Task to carry out
Write the material out again in full, exactly.

Supplied material
○ ○ ○ ○ ○
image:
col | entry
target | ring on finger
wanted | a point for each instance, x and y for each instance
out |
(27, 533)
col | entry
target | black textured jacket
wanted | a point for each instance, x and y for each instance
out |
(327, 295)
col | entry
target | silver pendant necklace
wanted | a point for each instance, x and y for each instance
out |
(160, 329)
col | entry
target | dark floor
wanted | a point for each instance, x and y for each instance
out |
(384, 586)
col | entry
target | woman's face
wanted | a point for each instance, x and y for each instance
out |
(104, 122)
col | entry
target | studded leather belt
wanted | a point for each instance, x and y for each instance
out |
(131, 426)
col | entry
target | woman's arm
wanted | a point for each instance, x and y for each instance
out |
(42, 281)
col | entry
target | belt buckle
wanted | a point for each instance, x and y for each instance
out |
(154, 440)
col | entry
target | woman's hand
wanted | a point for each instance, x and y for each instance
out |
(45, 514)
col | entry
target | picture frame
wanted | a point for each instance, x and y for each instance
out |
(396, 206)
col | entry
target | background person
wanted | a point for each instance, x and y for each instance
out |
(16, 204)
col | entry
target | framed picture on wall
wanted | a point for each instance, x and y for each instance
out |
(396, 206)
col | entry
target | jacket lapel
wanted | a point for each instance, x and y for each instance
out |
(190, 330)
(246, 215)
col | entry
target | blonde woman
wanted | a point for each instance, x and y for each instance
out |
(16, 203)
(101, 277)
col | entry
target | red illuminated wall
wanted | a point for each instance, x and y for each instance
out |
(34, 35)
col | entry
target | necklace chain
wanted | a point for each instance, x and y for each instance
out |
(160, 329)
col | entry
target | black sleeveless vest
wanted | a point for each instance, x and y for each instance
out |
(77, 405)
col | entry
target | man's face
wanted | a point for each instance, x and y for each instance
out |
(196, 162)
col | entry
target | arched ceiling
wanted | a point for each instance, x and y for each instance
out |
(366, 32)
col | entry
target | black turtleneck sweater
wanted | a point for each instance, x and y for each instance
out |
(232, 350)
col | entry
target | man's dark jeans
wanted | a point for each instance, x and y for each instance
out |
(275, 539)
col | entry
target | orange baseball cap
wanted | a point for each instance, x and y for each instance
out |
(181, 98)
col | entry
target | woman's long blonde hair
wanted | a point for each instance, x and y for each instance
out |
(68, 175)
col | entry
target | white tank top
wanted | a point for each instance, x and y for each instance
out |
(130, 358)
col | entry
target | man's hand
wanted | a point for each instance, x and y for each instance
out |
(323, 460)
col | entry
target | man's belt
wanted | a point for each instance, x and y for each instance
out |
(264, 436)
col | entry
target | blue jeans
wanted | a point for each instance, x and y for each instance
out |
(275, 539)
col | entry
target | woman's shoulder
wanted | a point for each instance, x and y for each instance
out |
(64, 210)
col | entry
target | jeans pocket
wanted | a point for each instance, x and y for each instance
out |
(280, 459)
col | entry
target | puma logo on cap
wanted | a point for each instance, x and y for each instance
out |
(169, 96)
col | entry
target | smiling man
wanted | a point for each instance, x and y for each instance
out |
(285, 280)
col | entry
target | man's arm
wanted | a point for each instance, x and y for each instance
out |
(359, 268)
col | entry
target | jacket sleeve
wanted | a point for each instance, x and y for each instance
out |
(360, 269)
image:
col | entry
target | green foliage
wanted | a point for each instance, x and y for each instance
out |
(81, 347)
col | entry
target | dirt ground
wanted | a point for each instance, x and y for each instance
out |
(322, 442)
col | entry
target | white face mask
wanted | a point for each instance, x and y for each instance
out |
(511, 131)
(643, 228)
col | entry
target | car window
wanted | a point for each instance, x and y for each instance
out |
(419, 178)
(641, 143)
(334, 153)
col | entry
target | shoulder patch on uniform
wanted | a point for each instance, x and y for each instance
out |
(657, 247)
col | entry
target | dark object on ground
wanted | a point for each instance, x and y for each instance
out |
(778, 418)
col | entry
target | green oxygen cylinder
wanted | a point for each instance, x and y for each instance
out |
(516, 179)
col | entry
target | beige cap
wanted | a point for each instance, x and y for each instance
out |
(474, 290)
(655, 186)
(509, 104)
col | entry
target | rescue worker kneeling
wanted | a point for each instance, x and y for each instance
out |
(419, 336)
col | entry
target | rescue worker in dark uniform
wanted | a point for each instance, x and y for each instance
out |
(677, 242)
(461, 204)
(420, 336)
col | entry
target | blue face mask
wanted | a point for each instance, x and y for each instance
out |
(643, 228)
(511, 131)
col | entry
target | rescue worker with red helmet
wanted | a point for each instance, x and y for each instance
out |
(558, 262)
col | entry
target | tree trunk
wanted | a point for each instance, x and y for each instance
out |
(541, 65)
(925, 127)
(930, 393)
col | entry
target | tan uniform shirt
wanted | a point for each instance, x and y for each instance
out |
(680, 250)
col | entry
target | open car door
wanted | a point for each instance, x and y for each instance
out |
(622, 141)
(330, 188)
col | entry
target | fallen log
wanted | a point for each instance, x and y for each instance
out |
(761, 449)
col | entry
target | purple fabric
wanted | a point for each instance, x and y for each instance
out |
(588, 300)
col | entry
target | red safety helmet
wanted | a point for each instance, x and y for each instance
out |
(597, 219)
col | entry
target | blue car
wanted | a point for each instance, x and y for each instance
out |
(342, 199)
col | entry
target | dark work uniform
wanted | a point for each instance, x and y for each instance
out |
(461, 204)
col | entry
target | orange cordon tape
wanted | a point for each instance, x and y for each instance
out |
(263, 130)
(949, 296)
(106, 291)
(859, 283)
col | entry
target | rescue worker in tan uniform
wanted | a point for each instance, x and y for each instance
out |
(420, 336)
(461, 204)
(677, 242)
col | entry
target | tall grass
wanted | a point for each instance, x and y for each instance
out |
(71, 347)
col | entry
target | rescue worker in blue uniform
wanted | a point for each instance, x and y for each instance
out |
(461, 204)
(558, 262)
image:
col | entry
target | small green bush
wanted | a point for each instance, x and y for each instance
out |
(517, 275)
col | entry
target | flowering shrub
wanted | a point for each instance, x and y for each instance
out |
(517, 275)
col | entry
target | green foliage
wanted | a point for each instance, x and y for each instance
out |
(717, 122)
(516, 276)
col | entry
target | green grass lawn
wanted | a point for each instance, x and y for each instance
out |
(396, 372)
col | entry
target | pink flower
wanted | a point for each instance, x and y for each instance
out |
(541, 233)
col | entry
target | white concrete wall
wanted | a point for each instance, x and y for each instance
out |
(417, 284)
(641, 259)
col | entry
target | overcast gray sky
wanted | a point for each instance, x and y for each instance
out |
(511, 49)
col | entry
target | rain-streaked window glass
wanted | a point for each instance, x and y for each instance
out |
○ ○ ○ ○ ○
Response to this task
image:
col | entry
target | ring on finger
wanted | a point for each instance, x and y for each instance
out |
(27, 533)
col | entry
target | black textured jacket
wanted | a point for each instance, x and y for each instance
out |
(327, 295)
col | entry
target | silver pendant necklace
wanted | a point for each instance, x and y for each instance
out |
(160, 329)
col | entry
target | dark floor
wanted | a point for each instance, x and y for each instance
out |
(384, 586)
col | entry
target | woman's face
wanted | a point for each instance, x and y for each instance
out |
(104, 122)
col | entry
target | studded leather belt
wanted | a point for each instance, x and y for each instance
out |
(131, 426)
col | entry
target | woman's arm
wanted | a point for each instance, x and y for each instance
out |
(42, 281)
col | entry
target | belt buckle
wanted | a point for each instance, x and y for each instance
out |
(154, 440)
col | entry
target | woman's hand
wanted | a point for each instance, x and y for each instance
out |
(45, 514)
col | entry
target | picture frame
wanted | a point for each instance, x and y for each instance
out |
(396, 206)
col | entry
target | background person
wanted | a point for each instance, x and y for each instance
out |
(16, 204)
col | entry
target | framed picture on wall
wanted | a point for each instance, x and y for each instance
out |
(396, 206)
col | entry
target | jacket lapel
wanted | a point for each instance, x and y for each instance
out |
(190, 330)
(246, 215)
col | entry
target | blonde woman
wanted | a point for each instance, x and y for each instance
out |
(16, 203)
(101, 277)
col | entry
target | red illuminated wall
wanted | a point for each instance, x and y for each instance
out |
(34, 35)
col | entry
target | necklace chain
wanted | a point for each instance, x and y for each instance
out |
(160, 329)
col | entry
target | black sleeveless vest
wanted | a point for each instance, x and y for each instance
out |
(77, 405)
col | entry
target | man's face
wanted | a point for each instance, x and y for each instance
out |
(196, 162)
col | entry
target | arched ceiling
wanted | a point for each instance, x and y for each instance
out |
(366, 32)
col | entry
target | black turtleneck sweater
wanted | a point for each instance, x and y for each instance
out |
(232, 350)
col | entry
target | man's dark jeans
wanted | a point for each instance, x and y for each instance
out |
(275, 539)
col | entry
target | orange baseball cap
wanted | a point for each instance, x and y for each instance
out |
(181, 98)
col | entry
target | woman's long blonde hair
wanted | a point for each instance, x and y for each instance
out |
(68, 175)
col | entry
target | white tank top
wanted | a point for each instance, x and y for each instance
out |
(130, 358)
col | entry
target | man's hand
wanted | a point for each instance, x and y for each instance
out |
(323, 460)
col | entry
target | man's belt
wanted | a point for each instance, x and y for each instance
out |
(264, 436)
col | entry
target | blue jeans
wanted | a point for each instance, x and y for each instance
out |
(275, 539)
col | entry
target | woman's shoulder
wanted | a point for each instance, x and y for each instance
out |
(64, 210)
col | entry
target | jeans pocket
wanted | a point for each instance, x and y for each instance
out |
(280, 459)
col | entry
target | puma logo on cap
wanted | a point for each instance, x and y for each instance
out |
(169, 96)
col | entry
target | smiling man
wanted | a point for each instance, x and y for each instance
out |
(285, 280)
col | entry
target | man's arm
wanted | a point for each instance, x and y for each instance
out |
(359, 268)
col | entry
target | jacket sleeve
wanted | a point for each instance, x and y for each instance
out |
(360, 269)
image:
col | entry
target | green foliage
wanted | a point for each instance, x and y for each instance
out |
(81, 347)
col | entry
target | dirt ground
wanted | a point for each instance, x and y for each instance
out |
(322, 442)
col | entry
target | white face mask
wanted | a point for each instance, x and y for each instance
out |
(511, 131)
(643, 228)
col | entry
target | car window
wanted | a point for each instance, x and y for each instance
out |
(419, 178)
(641, 143)
(334, 153)
col | entry
target | shoulder patch on uniform
wanted | a point for each instance, x and y for each instance
out |
(657, 247)
col | entry
target | dark object on ground
wanted | a point for each instance, x and y for each instance
out |
(778, 418)
col | entry
target | green oxygen cylinder
wanted | a point for each instance, x and y for each instance
out |
(516, 179)
col | entry
target | beige cap
wanted | a point for each instance, x and y for each instance
out |
(474, 290)
(655, 186)
(509, 104)
col | entry
target | rescue worker kneeling
wanted | a point for each instance, x and y for each instance
out |
(419, 336)
col | entry
target | rescue worker in dark uniform
wanted | a point for each instance, x and y for each instance
out |
(677, 242)
(461, 204)
(420, 336)
col | entry
target | blue face mask
wanted | a point for each instance, x and y for each instance
out |
(643, 228)
(511, 131)
col | entry
target | rescue worker with red helmet
wanted | a point for each instance, x and y for each instance
out |
(558, 262)
col | entry
target | tree trunk
wanted | a point for each instance, x and y for each instance
out |
(541, 65)
(925, 127)
(930, 393)
col | entry
target | tan uniform shirt
wanted | a point for each instance, x and y for each instance
out |
(680, 250)
col | entry
target | open car door
wanted | a point for each instance, x and y for each instance
out |
(622, 141)
(330, 188)
col | entry
target | fallen log
wanted | a point for each instance, x and y for each instance
out |
(761, 449)
col | entry
target | purple fabric
wanted | a point for each instance, x and y for each instance
out |
(588, 300)
col | entry
target | red safety helmet
wanted | a point for each instance, x and y for each instance
out |
(597, 219)
col | entry
target | blue car
wanted | a point for each instance, x and y for each instance
out |
(342, 199)
col | entry
target | dark work uniform
wanted | a point for each instance, x and y for each instance
out |
(461, 204)
col | entry
target | orange cordon tape
wanted | a point for each instance, x and y for each instance
out |
(263, 130)
(949, 296)
(106, 291)
(859, 283)
col | entry
target | rescue worker in tan uniform
wanted | a point for each instance, x and y for each instance
out |
(420, 336)
(461, 204)
(677, 242)
col | entry
target | tall grass
wanted | a point for each instance, x and y for each instance
out |
(71, 347)
col | entry
target | rescue worker in blue uniform
wanted | a point for each instance, x and y for each instance
out |
(461, 204)
(558, 262)
image:
col | entry
target | small green bush
wanted | a point for each instance, x and y for each instance
out |
(517, 275)
col | entry
target | flowering shrub
wanted | a point for each instance, x and y for each instance
out |
(517, 275)
col | entry
target | green foliage
wanted | a point for each instance, x and y for each instance
out |
(717, 122)
(516, 276)
col | entry
target | green grass lawn
wanted | a point for each instance, x and y for each instance
out |
(396, 372)
col | entry
target | pink flower
wanted | a point for each instance, x and y for each instance
out |
(541, 233)
col | entry
target | white concrete wall
wanted | a point for each instance, x and y for each instance
out |
(417, 284)
(641, 259)
col | entry
target | overcast gray sky
wanted | a point for each instance, x and y for each instance
out |
(511, 49)
col | entry
target | rain-streaked window glass
wanted | a point for each instance, x and y for each instance
out |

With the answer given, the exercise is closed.